= Assignment =
In the Agent Workflow Memory summary below, what is the stretch from "- It employs" through "and cross-domain generalization."? Set it down word for word.

- The paper demonstrates that inducing reusable workflows from past agent experiences significantly enhances task success rates and efficiency in long-horizon web navigation.
- It employs a language-model based approach to extract and abstract common sub-routines into generalized workflows, validated through online and offline experiments.
- Results on WebArena and Mind2Web benchmarks reveal up to 51.1% improvement over baselines, showcasing robust cross-task and cross-domain generalization.
The paper "Agent Workflow Memory" by Zora Zhiruo Wang, Jiayuan Mao, Daniel Fried, and Graham Neubig introduces a novel mechanism, Agent Workflow Memory (AWM), to improve the performance and adaptability of LLM-based agents in solving long-horizon digital tasks, particularly web navigation. This essay provides a detailed summary of the method, experiments, and key findings presented in the paper.

= Information supplied =
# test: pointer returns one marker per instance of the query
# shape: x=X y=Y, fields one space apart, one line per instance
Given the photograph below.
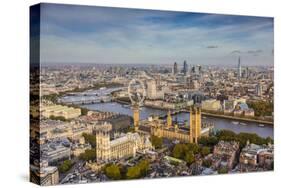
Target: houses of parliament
x=139 y=141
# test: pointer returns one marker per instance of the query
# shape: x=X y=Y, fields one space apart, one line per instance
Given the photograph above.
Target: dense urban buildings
x=123 y=101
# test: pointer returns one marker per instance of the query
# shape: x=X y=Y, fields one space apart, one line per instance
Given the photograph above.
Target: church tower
x=136 y=115
x=195 y=124
x=103 y=142
x=169 y=119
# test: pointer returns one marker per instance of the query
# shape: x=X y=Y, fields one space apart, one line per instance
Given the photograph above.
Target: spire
x=169 y=119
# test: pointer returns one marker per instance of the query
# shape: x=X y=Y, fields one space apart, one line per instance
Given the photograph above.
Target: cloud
x=97 y=34
x=254 y=51
x=212 y=46
x=236 y=52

= Written answer =
- It employs a language-model based approach to extract and abstract common sub-routines into generalized workflows, validated through online and offline experiments.
- Results on WebArena and Mind2Web benchmarks reveal up to 51.1% improvement over baselines, showcasing robust cross-task and cross-domain generalization.